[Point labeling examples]
.....

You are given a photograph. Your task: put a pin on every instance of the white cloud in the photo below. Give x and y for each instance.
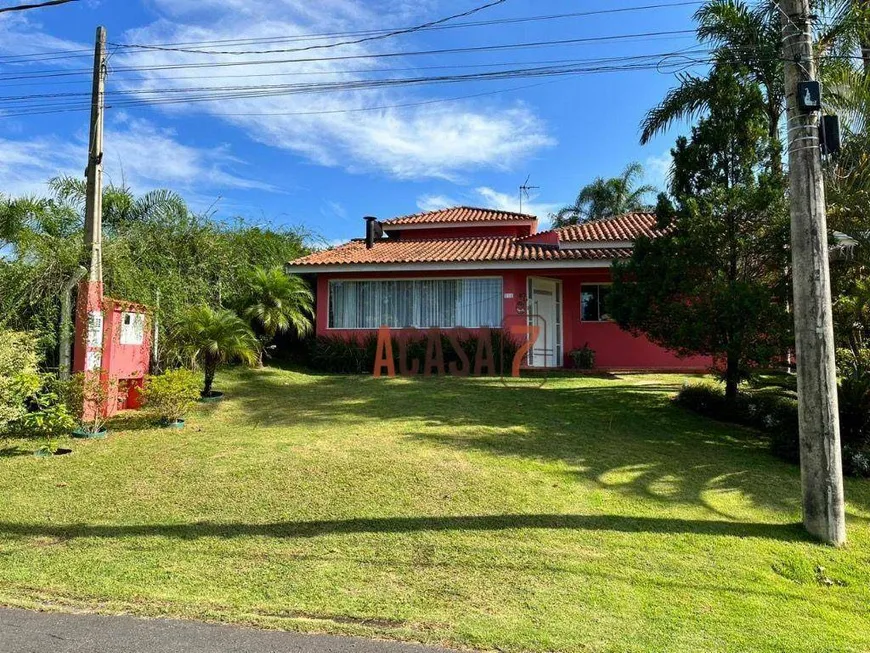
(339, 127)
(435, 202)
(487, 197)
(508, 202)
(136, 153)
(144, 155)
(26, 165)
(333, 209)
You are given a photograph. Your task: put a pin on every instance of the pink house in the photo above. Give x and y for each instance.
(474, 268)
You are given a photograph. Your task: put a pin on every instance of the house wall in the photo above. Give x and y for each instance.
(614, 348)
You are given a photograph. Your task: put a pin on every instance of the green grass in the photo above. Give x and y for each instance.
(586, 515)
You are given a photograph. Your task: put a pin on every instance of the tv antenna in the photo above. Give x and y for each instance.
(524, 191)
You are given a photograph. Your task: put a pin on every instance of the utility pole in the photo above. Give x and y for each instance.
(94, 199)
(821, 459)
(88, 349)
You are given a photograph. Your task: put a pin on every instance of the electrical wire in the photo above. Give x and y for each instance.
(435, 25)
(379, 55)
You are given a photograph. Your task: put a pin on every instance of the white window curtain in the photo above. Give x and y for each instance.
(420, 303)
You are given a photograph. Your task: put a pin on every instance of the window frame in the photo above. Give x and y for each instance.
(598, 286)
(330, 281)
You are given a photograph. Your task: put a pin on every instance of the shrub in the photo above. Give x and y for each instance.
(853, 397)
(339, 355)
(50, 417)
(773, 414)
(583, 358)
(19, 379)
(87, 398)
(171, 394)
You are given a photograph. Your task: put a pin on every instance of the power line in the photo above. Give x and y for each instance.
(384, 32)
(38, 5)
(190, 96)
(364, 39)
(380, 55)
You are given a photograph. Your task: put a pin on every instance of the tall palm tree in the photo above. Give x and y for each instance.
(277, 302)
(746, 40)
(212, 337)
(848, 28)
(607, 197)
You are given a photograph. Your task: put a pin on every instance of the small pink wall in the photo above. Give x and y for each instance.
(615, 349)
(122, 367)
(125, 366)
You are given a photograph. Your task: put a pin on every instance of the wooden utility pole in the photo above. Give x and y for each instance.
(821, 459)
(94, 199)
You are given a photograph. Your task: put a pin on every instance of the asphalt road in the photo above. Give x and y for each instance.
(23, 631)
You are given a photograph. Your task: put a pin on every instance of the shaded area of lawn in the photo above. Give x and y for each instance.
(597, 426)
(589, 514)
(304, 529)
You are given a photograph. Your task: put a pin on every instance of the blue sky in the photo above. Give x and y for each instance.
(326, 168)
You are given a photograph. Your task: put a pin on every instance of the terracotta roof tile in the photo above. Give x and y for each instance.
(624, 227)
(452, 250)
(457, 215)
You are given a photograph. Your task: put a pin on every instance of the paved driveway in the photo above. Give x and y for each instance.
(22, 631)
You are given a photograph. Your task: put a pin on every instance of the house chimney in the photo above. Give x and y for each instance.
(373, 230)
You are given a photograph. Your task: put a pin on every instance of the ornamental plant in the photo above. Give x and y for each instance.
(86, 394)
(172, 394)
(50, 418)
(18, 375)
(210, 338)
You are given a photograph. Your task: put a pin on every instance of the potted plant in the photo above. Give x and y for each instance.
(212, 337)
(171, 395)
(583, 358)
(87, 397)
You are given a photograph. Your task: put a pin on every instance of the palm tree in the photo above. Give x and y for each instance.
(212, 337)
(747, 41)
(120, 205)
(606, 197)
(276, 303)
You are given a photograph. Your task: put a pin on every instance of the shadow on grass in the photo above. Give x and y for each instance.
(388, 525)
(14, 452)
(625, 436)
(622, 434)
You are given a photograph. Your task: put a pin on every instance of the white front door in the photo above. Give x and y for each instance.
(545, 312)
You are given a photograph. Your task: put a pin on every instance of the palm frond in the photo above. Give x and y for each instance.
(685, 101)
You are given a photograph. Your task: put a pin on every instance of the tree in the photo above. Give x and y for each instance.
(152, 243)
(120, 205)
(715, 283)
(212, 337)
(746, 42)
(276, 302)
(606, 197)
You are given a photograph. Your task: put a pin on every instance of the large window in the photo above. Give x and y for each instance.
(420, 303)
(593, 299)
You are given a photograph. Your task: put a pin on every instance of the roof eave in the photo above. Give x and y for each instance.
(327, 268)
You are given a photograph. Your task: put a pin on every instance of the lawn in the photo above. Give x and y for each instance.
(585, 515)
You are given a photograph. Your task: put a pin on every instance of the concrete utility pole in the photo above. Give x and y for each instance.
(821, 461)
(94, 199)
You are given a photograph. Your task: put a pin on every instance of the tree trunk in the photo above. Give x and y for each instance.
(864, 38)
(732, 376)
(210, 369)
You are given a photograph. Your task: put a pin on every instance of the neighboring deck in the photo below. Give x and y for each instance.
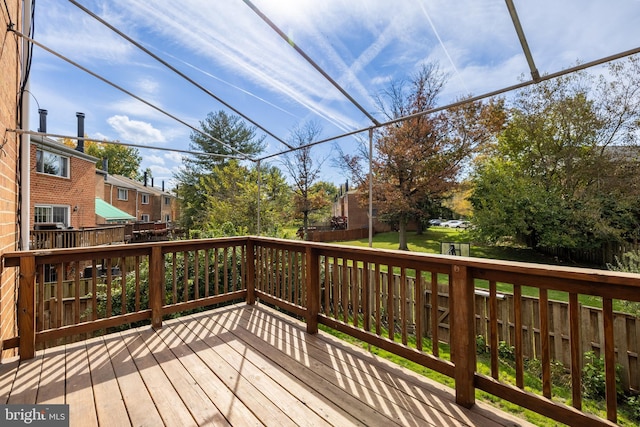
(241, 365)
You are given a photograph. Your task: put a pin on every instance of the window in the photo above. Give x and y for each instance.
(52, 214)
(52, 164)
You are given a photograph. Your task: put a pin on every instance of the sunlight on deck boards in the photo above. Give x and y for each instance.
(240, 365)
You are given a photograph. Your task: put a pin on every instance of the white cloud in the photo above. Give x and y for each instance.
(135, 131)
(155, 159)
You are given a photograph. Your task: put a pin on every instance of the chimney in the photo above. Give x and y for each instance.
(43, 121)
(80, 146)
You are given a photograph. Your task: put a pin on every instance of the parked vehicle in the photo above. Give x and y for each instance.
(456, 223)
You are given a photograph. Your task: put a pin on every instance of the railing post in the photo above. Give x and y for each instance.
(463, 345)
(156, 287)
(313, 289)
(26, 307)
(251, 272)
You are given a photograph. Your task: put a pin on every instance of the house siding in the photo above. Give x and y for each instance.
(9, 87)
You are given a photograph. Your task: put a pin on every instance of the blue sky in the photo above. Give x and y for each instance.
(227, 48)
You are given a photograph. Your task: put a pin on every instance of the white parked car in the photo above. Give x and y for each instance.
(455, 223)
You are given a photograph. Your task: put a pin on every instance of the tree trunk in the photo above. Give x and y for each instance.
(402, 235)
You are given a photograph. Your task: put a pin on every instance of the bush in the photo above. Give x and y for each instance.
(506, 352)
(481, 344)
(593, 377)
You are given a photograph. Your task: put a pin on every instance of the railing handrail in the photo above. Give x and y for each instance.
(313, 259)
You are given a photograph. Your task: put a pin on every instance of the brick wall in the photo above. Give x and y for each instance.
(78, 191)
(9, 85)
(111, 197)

.....

[Aim of the task] Quote each entry above verbatim and drop the pictures.

[Expected output]
You are given a photograph. Your task: put a pin on every instance of the white cloud in the photo below. Give x and y for each instance.
(339, 127)
(435, 202)
(487, 197)
(508, 202)
(136, 153)
(144, 155)
(26, 165)
(333, 209)
You are given a photograph. Your task: put a pin on every instance of the pink house in the photo above. Give x and y for each instance.
(474, 268)
You are given a photograph. Your task: put a pin on every instance of the house wall in the photo above. Give x and y for each instance.
(614, 348)
You are given a photograph. Your task: put a pin on every instance of the green grass in the photo above. Give x and y for each instance.
(586, 515)
You are given a photograph. Your task: put a pin on every instance of the tv antenna in the photo above. Give x and y for each instance.
(524, 191)
You are given a photograph. Your task: put a pin on every instance of the utility pole in the photo above. Give x and y for each instance.
(94, 199)
(821, 459)
(88, 349)
You are given a photograph. Your task: put a pin on every instance of the electrical wire in the photo above. Give x and y for each instance.
(435, 25)
(379, 55)
You are given a photograph. Your task: put a pin on every instance of the white window curtain in the photo above. Give x and y for each instance.
(420, 303)
You are given a photograph. Your task: put a pin on every instance of the window frame in the photo above. Give x and y for each instance.
(598, 286)
(330, 281)
You are given a photograph. Your task: put a pin on every instance of the shrub in the photo above. Give x and y for each instance.
(853, 397)
(339, 355)
(50, 417)
(773, 414)
(583, 358)
(19, 379)
(87, 398)
(171, 394)
You are given a photograph. Your task: put a pin on every instance of the power line in the photo above. Give x and y for each instance.
(384, 32)
(38, 5)
(190, 96)
(364, 39)
(380, 55)
You are given a photograph. Your task: put a pin on every instance of the tall palm tree in the photo above. Give x and y for each instance.
(277, 302)
(746, 40)
(212, 337)
(848, 28)
(607, 197)
You are given a photograph. Your task: put a pin on every instance of the small pink wall in the photo above. Give x and y for each instance.
(615, 349)
(122, 367)
(125, 366)
You are given a photograph. Your task: put a pin on every instance of the wooden utility pole in the photo above. Give x and y for each instance.
(821, 459)
(94, 199)
You are given a photograph. Your task: put a pin on every instance of the asphalt road in the photo above. Give x and y for each instance.
(23, 631)
You are given a photograph. Your task: put a pin on every instance of the shaded area of lawn in the photo above. Give x and y for each instance.
(597, 426)
(589, 514)
(304, 529)
You are given a photograph. Your task: put a pin on every instance of the blue sky in the photo above. Give x and y for each instance.
(326, 168)
You are given a photograph. Your task: put a pin on every instance of the terracotta roof tile in the photo above. Give x and y for each instance.
(624, 227)
(452, 250)
(457, 215)
You are given a photograph. Your task: put a pin on every instance of the paved driveway in the photo above. Give x and y for each instance.
(22, 631)
You are given a photograph. Your task: put a pin on every instance of the house chimney in the photo above. Give x and y for each instance.
(373, 230)
You are given a photograph. Your task: put a pin on every instance of the ornamental plant in the photo above. Give x and y for each instance.
(86, 394)
(172, 394)
(50, 418)
(18, 375)
(210, 338)
You are given a photograph. Your task: put a pin on every instance of the potted plant in the photo above. Give x and y for each instance.
(212, 337)
(171, 395)
(583, 358)
(87, 397)
You are given a photograph. Your task: put a pin on every instance of the palm tree in the photo above. Give x and y for each instance.
(212, 337)
(747, 41)
(120, 205)
(606, 197)
(276, 303)
You are given a photograph. Your task: put a pin on every instance of the shadow on grass in the photo above. Give x and y for each instance.
(388, 525)
(14, 452)
(625, 436)
(622, 434)
You are given a photograph. Your task: put a pin on every instance of the white front door in the photo above. Give x and y for each instance.
(545, 312)
You are given a photograph. Your task: put a pin on every instance of the palm frond in the photo above. Give x and y for each instance.
(685, 101)
You are given a photograph. Your task: put a pin on every instance of the tree in the photo above. Give x and y for each instance.
(152, 243)
(120, 205)
(715, 283)
(212, 337)
(746, 42)
(276, 302)
(606, 197)
You are given a photograph. Your task: put a pin on every instance of the large window in the photo above. Give x and y for each instance.
(420, 303)
(593, 299)
You are given a photograph. Your task: put a pin on every instance of the roof eave in the photo above. Give x and y for each instance.
(327, 268)
You are given a photograph. Your task: put a pin on every instance of the lawn in the photo above. Give x and y for each instance.
(585, 515)
You are given a photograph. Your task: put a pin on every instance of the concrete utility pole in the photo above. Give x and y for each instance.
(821, 461)
(94, 199)
You are given a photograph. Your task: put a pin on every instance of the tree trunk in the photo above. Give x and y for each instance.
(864, 38)
(732, 376)
(210, 369)
You are given a photograph. Your task: put a pin on every instance of the neighboring deck in the photo below. Give x and y for each instance.
(241, 365)
You are given a photograph. Your task: put a pin on every instance of the window in the photo above. Give x and y for each instance.
(52, 214)
(52, 164)
You are given a photograph. Your task: put a pin on every instance of the sunlight on deck boards in the photo above. Give x and y for each instance.
(240, 365)
You are given a photograph. Your task: put a pin on every instance of the white cloud in the photo above. Give x and y for each instance.
(135, 131)
(155, 159)
You are given a photograph. Your task: put a pin on every instance of the chimney in the photo above. Give x and y for each instance.
(43, 121)
(80, 146)
You are given a photograph. Your task: put a pin on every instance of the parked vehicle in the photo above. Give x and y for each instance.
(456, 223)
You are given a photograph. Your task: put a pin on every instance of the railing post in the photo above. Give x and y for each instance.
(463, 345)
(156, 287)
(313, 289)
(26, 307)
(251, 272)
You are given a photograph. Your task: put a pin on every instance of the house siding in the photo above. Give x and y for each instance.
(9, 87)
You are given a photograph. Your task: put a pin on every instance of the blue sky in the photo above. Give x and y for each instance.
(227, 48)
You are given a photograph. Your task: put a pin on every instance of the white parked car in the photo above. Give x and y for each instance.
(455, 223)
You are given a photograph. Your task: put a pin on every instance of the tree trunk in the photo above. Give x and y for each instance.
(402, 235)
You are given a photograph. Your task: put a pin on every instance of the bush in the photo above. Give x and y for each instance.
(506, 352)
(481, 344)
(593, 377)
You are given a photograph. Your task: put a pin on every instance of the railing handrail in the photo above. Give x and y for each instance.
(313, 259)
You are given a photograph. Your task: put a pin on every instance of the brick wall in the photo above. Give x and y for each instance.
(78, 191)
(9, 85)
(111, 197)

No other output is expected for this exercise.